--- Texte affiché ---
***

La pizza d’Aronian sous l’abribus

Aronian est maintenant un jeune homme bien installé en haut de l’échiquier mondial. Mais c’est aussi un prodige qui a fréquenté tout comme Bacrot les championnats de jeunes et les tournois comme le « Young Masters » de Lausanne. C’est ici que j’ai pu discuter avec lui assez longuement. Avec le champion et le petit d’homme.

Officiellement d’abord. À l’époque, il ne manifestait pas d’ambition particulière si ce n’est celle « de ne pas perdre ses amis s’il parvenait au titre de champion du monde ». C’est mignon, non ?

Il vivait depuis peu en Allemagne. Sa famille allait le rejoindre et il avouait ne pas parler allemand. Diantre. Affable et jamais avare d’un bonne blague, Aronian traînait toujours après la partie alors que ses jeunes adversaires rentraient sagement dans leur chambre.

***

--- Données enregistrées ---

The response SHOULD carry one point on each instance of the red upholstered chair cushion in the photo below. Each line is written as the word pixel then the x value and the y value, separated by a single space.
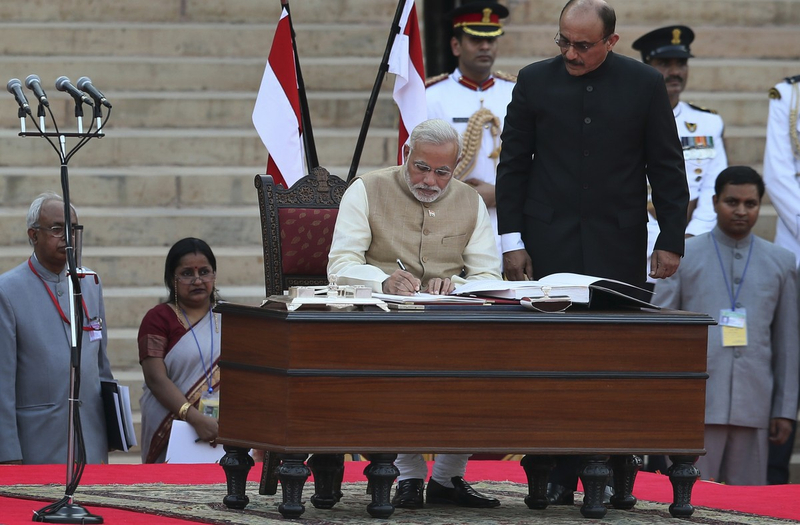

***

--- Défi ---
Écrivez la suite du récit sur la pizza d'Aronian sous l'abribus, juste après sa dernière phrase.

--- Résultat ---
Et maintenant, le off : après avoir donner un coup de main à Boris Yeshan, le préposé russe des écrans de retransmission, Aronian se sentait bien. Il n’avait que Yeshan comme pote pour parler russe. Et nous voilà embarqués à Lausanne pour trouver un restaurant. Il était tard, il pleuvait. Aronian avait très faim. Une partie importante, forcément importante l’attendait le lendemain. Galère ? Non, sourire de la fatalité sur le mode de « qui vivra verra ».

Tout s’est terminé comme dans un film russe : la malchance nous a empêché de trouver un restaurant ouvert, et une énorme pizza pour trois a été attrapée au vol. Dûment consommée sous un impassible abribus helvétique matraqué par les gouttes d’une pluie interminable.

Aronian portait des chemises rayées. Aujourd’hui, son look est plus trader. Les heures passées sur son ordinateur portable lui ont fait porter des lunettes, comme tant d’autres jeunes champions. Et il a dû engranger plus de cent points Elo. Vous ne le croirez pas : il a maintenant de l’ambition… et veut toujours garder ses amis !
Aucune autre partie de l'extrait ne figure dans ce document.